*What to do*. Using the records below, find every line that includes "cardigan" and copy it.

(Natural-language object grounding data)
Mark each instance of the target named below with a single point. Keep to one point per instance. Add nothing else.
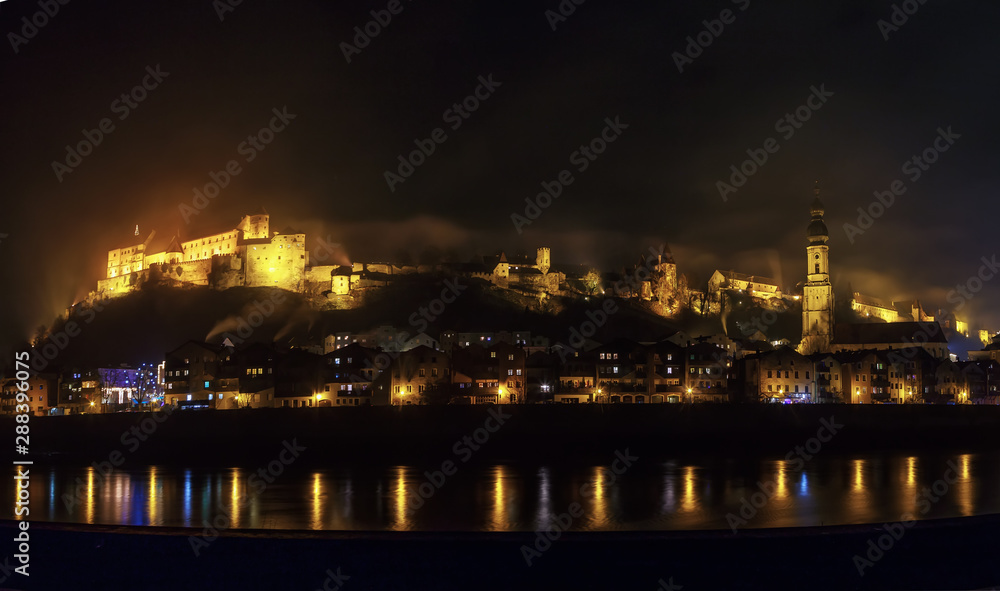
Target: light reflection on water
(505, 497)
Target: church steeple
(817, 295)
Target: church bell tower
(817, 295)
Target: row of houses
(873, 363)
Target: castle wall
(281, 263)
(189, 272)
(321, 274)
(227, 272)
(122, 261)
(209, 246)
(254, 227)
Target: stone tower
(817, 295)
(542, 260)
(255, 226)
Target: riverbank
(508, 433)
(936, 554)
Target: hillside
(142, 326)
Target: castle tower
(817, 295)
(255, 226)
(542, 260)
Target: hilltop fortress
(248, 255)
(251, 255)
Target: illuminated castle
(248, 255)
(817, 294)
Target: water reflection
(234, 500)
(669, 491)
(316, 521)
(187, 498)
(544, 514)
(90, 494)
(500, 513)
(654, 496)
(963, 488)
(689, 501)
(402, 520)
(781, 488)
(153, 508)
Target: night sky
(325, 172)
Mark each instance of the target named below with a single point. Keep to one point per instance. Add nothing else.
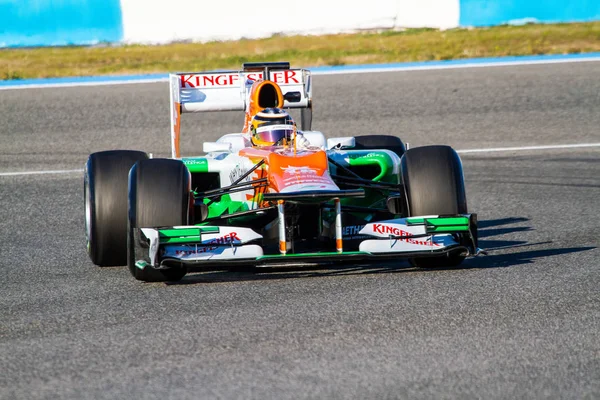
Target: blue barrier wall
(496, 12)
(59, 22)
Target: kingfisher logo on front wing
(231, 237)
(384, 229)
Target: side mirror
(341, 143)
(292, 97)
(214, 147)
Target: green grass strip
(303, 51)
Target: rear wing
(229, 91)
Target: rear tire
(434, 185)
(378, 142)
(159, 196)
(105, 192)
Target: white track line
(466, 151)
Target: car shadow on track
(501, 255)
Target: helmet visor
(274, 134)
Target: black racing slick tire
(159, 196)
(376, 142)
(434, 185)
(105, 193)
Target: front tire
(159, 196)
(434, 185)
(105, 193)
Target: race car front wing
(212, 246)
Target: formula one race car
(273, 194)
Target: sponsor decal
(394, 230)
(352, 230)
(229, 238)
(236, 172)
(285, 77)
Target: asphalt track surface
(522, 322)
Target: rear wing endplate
(229, 91)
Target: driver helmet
(272, 127)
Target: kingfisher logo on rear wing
(229, 91)
(228, 79)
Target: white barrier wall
(156, 22)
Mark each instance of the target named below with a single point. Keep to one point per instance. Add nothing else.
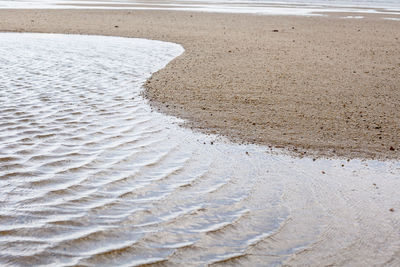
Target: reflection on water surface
(91, 176)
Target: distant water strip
(91, 176)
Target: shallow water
(262, 7)
(90, 175)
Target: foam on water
(90, 175)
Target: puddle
(90, 175)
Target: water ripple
(90, 176)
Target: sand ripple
(91, 176)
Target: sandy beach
(315, 86)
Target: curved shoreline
(318, 86)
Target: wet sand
(316, 86)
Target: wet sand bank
(317, 86)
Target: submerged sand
(316, 86)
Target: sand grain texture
(316, 86)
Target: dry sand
(316, 86)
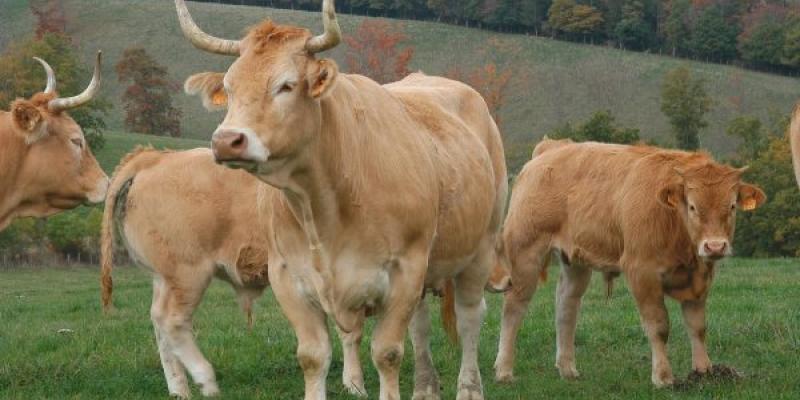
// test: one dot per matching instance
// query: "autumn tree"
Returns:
(21, 76)
(148, 98)
(685, 102)
(50, 17)
(374, 50)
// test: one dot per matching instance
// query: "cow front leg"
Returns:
(352, 375)
(525, 269)
(694, 317)
(648, 291)
(426, 380)
(572, 284)
(177, 384)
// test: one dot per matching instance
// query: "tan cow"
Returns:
(45, 164)
(187, 220)
(386, 191)
(794, 137)
(662, 218)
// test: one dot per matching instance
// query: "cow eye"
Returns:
(286, 88)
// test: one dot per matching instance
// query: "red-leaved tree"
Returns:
(50, 17)
(148, 98)
(374, 51)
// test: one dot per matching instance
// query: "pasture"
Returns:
(754, 326)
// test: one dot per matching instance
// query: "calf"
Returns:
(662, 218)
(187, 220)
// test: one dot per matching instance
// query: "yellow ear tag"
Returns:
(219, 98)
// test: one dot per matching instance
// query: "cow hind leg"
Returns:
(525, 269)
(572, 284)
(426, 380)
(352, 375)
(470, 308)
(174, 373)
(175, 323)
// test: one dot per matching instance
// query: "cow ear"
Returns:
(671, 196)
(29, 119)
(750, 197)
(211, 89)
(322, 77)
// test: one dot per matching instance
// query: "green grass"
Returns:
(754, 325)
(118, 144)
(565, 81)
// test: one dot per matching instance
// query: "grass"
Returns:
(754, 325)
(563, 81)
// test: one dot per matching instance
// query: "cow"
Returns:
(385, 192)
(188, 220)
(45, 164)
(794, 138)
(661, 218)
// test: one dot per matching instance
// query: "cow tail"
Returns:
(794, 138)
(449, 311)
(121, 180)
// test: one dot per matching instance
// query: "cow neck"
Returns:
(13, 148)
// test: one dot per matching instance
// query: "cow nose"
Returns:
(716, 247)
(229, 145)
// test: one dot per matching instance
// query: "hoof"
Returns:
(467, 394)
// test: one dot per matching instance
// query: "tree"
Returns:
(374, 51)
(601, 127)
(632, 30)
(20, 76)
(148, 98)
(713, 37)
(685, 102)
(50, 17)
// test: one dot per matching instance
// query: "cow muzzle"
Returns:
(229, 145)
(715, 248)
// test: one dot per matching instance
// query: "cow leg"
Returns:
(407, 282)
(311, 328)
(175, 324)
(470, 308)
(648, 291)
(173, 370)
(694, 317)
(572, 284)
(426, 380)
(352, 376)
(525, 278)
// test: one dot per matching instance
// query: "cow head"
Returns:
(272, 91)
(706, 197)
(55, 170)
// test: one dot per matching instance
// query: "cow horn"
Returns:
(333, 33)
(200, 39)
(51, 76)
(60, 104)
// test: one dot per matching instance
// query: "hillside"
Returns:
(564, 81)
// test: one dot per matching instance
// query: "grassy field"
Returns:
(754, 325)
(556, 82)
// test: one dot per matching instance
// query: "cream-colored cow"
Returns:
(385, 191)
(45, 164)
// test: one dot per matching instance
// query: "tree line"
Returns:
(757, 34)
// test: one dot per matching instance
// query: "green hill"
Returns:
(563, 81)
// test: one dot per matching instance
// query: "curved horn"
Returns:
(200, 39)
(333, 33)
(51, 76)
(60, 104)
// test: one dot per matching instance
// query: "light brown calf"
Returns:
(46, 165)
(662, 218)
(187, 220)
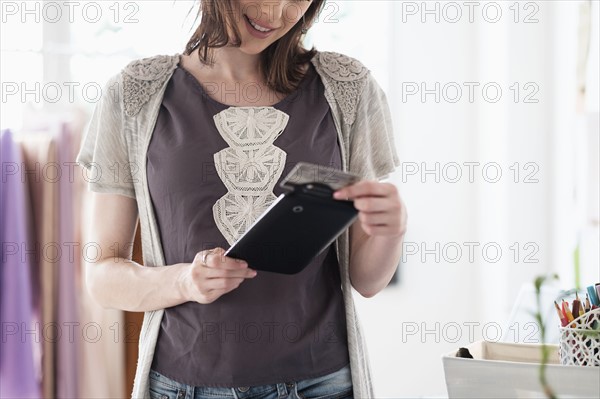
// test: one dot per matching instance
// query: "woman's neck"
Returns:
(235, 65)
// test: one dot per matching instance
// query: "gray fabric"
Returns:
(274, 328)
(120, 131)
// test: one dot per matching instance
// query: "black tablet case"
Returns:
(296, 228)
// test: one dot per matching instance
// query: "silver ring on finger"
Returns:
(204, 256)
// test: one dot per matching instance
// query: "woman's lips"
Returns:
(255, 32)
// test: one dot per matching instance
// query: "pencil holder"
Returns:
(580, 341)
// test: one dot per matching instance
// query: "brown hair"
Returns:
(281, 63)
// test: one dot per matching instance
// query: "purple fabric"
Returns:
(17, 318)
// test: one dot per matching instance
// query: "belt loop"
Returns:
(282, 390)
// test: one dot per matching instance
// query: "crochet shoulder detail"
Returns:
(346, 78)
(142, 78)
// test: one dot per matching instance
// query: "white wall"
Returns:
(441, 305)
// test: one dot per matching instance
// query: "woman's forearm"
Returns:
(120, 283)
(373, 263)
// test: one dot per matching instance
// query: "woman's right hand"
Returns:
(212, 274)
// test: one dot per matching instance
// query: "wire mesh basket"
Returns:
(580, 341)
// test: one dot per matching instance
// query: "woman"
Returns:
(195, 145)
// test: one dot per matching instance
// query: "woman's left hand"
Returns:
(381, 210)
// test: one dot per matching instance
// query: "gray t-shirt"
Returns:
(273, 328)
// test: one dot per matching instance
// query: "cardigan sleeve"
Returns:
(373, 153)
(104, 150)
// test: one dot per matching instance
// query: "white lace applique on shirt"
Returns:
(250, 167)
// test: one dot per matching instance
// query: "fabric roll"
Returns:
(68, 347)
(20, 328)
(39, 168)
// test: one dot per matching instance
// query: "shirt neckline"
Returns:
(309, 72)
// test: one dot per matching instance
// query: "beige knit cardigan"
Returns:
(114, 150)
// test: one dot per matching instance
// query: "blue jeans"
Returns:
(337, 385)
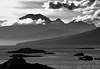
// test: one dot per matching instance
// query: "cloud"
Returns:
(90, 9)
(27, 21)
(92, 13)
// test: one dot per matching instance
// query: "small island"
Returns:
(20, 63)
(27, 50)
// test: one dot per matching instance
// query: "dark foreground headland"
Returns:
(20, 63)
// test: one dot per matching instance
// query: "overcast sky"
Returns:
(18, 8)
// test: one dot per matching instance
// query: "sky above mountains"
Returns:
(17, 8)
(80, 10)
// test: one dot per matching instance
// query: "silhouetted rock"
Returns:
(96, 58)
(79, 54)
(27, 50)
(86, 58)
(20, 63)
(21, 55)
(58, 21)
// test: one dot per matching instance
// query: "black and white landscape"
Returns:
(50, 34)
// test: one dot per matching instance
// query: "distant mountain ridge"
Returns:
(35, 17)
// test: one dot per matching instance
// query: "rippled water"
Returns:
(63, 59)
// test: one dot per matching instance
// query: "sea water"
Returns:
(62, 59)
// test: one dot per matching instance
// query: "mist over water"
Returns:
(62, 59)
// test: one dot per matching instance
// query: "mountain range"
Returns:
(52, 29)
(87, 38)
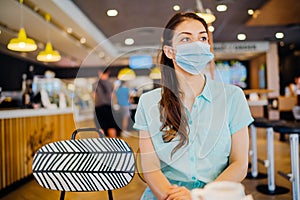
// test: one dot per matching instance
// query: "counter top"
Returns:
(7, 114)
(262, 102)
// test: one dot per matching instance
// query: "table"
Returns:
(293, 129)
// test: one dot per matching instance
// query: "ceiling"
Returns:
(142, 20)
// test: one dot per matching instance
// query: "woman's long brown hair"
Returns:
(173, 117)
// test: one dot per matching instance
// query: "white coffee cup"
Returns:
(224, 190)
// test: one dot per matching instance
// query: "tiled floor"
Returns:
(133, 191)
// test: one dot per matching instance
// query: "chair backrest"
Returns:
(85, 165)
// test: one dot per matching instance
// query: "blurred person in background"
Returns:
(102, 93)
(123, 97)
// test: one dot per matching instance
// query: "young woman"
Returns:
(193, 130)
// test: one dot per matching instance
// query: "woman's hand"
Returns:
(177, 193)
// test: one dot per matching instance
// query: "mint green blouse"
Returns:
(217, 113)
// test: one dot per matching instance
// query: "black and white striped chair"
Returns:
(84, 165)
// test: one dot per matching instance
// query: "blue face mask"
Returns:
(193, 57)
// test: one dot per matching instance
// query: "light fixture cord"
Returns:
(48, 18)
(21, 16)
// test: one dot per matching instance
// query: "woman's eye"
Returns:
(203, 39)
(186, 39)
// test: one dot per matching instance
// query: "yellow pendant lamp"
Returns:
(48, 55)
(126, 74)
(22, 43)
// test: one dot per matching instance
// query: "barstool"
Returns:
(254, 174)
(271, 187)
(293, 129)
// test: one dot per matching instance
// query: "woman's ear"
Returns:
(169, 52)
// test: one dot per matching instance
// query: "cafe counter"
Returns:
(23, 132)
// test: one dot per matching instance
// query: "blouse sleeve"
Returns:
(140, 117)
(240, 115)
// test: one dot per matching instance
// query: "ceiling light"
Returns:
(279, 35)
(69, 30)
(49, 55)
(241, 36)
(129, 41)
(211, 28)
(82, 40)
(126, 74)
(112, 12)
(101, 54)
(221, 8)
(22, 43)
(250, 12)
(176, 7)
(204, 13)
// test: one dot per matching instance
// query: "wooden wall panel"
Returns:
(20, 138)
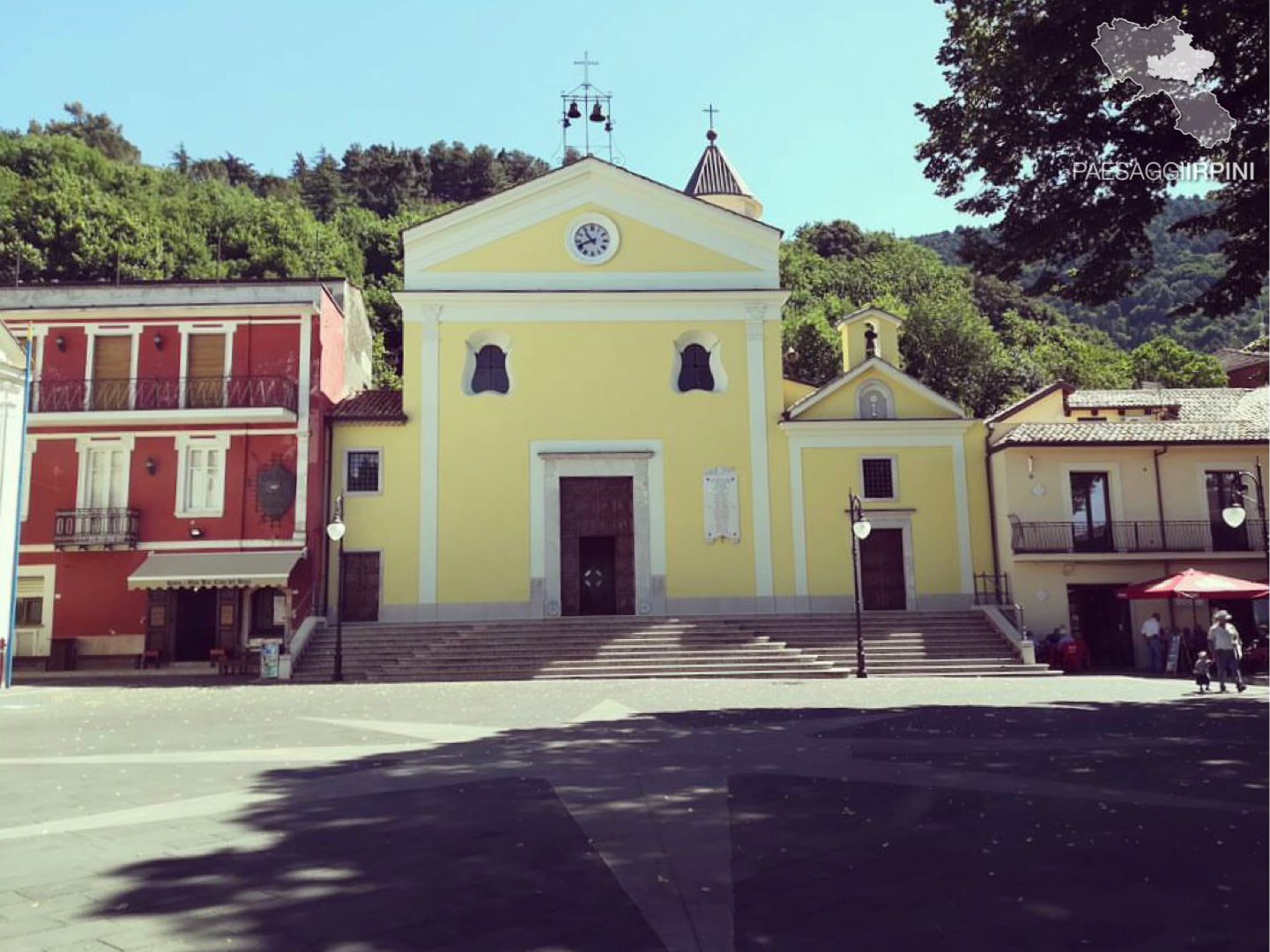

*Answer*.
// query: "cardigan sleeve"
// query: "beige knit cardigan"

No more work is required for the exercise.